## [Passage provided]
BEGIN
    • Average worth of households up to £378,000 from £367,000 in 2014 … read more via hyperlink above …

    Update the total housing stock values to GDP for these Anglo countries from these 2013 figures from Forbes …

    … via …

    New Zealand’s Bubble Economy Is Vulnerable … Scoop News NZ

    … in normal markets total housing stock value should not exceed in the order of 1.2 through 1.5 times GDP.

    The latest report on the New Zealand housing circus …

    New Zealand’s homes top an ‘obscene’ $900 billion combined value |

    • NEW ZEALAND Productivity Commission report recommends major changes to planning regime aimed at freeing up development in urban areas |

      … extract …

      English pleased

      Commenting on the report, Finance Minister Bill English says it’s particularly pleasing that the Commission has identified a shift in planning culture is needed.

      “We’ve seen this thinking constrain growth in Auckland, which has caused the land and housing supply issues we’re currently working to resolve, and the Commission has noted the negative effect it has had on low and middle income households. The Commission’s draft findings corroborate much of the work the Government is already doing. For example, we’ve already introduced legislation overhauling the Resource Management Act to provide more consistent and responsive planning and to support housing development and business growth,” says English.

      English also says he’s encouraged the draft report recommends an emphasis that favours development, but with clear limits.

      “Most New Zealanders will agree with the Commission that a future planning system will recognise that the natural and built environments require different regulation, and the natural environment must be protected by clear standards. We are already considering legislative options to ensure that,” says English.

      Submissions on the draft report are open until October 3, with the final report expected by November 30. Click on the following link for a 40 page summary of the full report:

      PDF iconbetter-urban-planning-draft-report-summary.pdf

  4. What does it really mean when Aussie Banks fully hedge a US issued bond?
    Sounds like a trivial question that should be answered with some snide quip like GIYF.
    BUT is it a trivial question?
END
## [Material provided]
BEGIN
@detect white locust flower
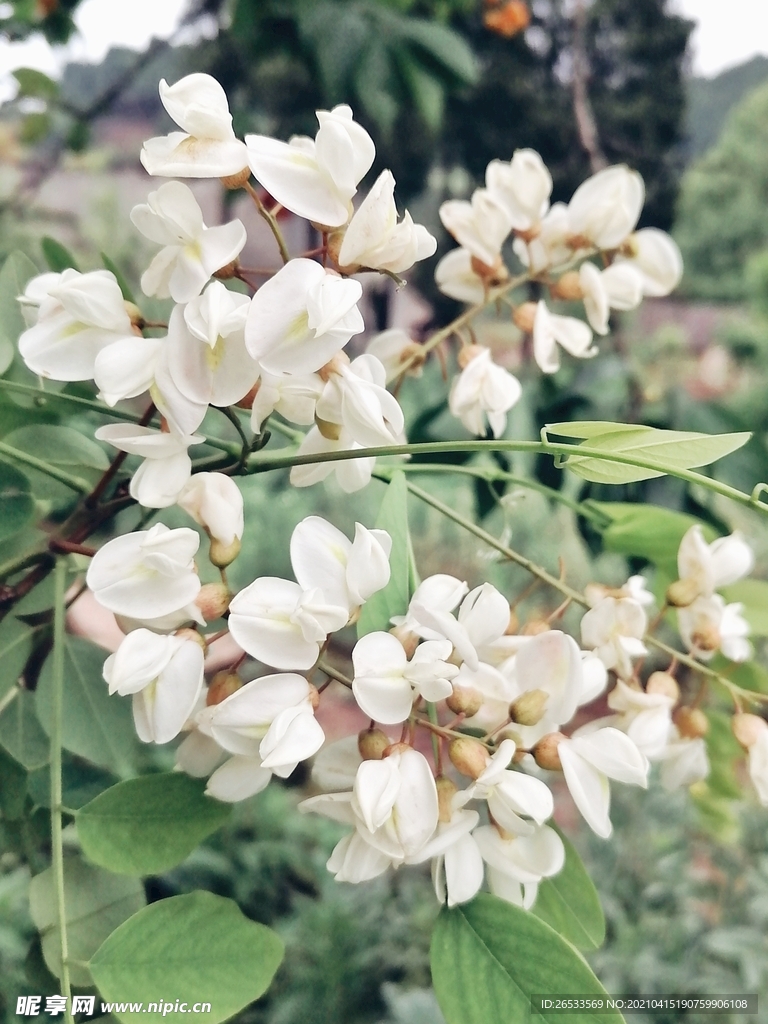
END
## [Exercise brief]
Extend the passage on housing values and Australian bank hedging, picking up right after its final line, "BUT is it a trivial question?"

## [Written response]
    So I searched the RBA to see what they’d written on the issue…The best analysis that I can find is
    Foreign Currency Exposure and Hedging in Australia
    it’s a bit dated (2009), it’s pretty comprehensive BUT fails IMHO to answer four fundamental questions.
    Who are the counter-parties to this hedge?
    Why are these counter parties willing to take on a Risk that’s considered too big for our largest Banks to handle?
    For what magnitude of exchange rate shift will these counter-parties remain solvent? (hint google LTCM)
    How do these Counter parties manage this risk?

    For me the most intriguing question is the fourth …How do these Hedge Counter parties manage this risk?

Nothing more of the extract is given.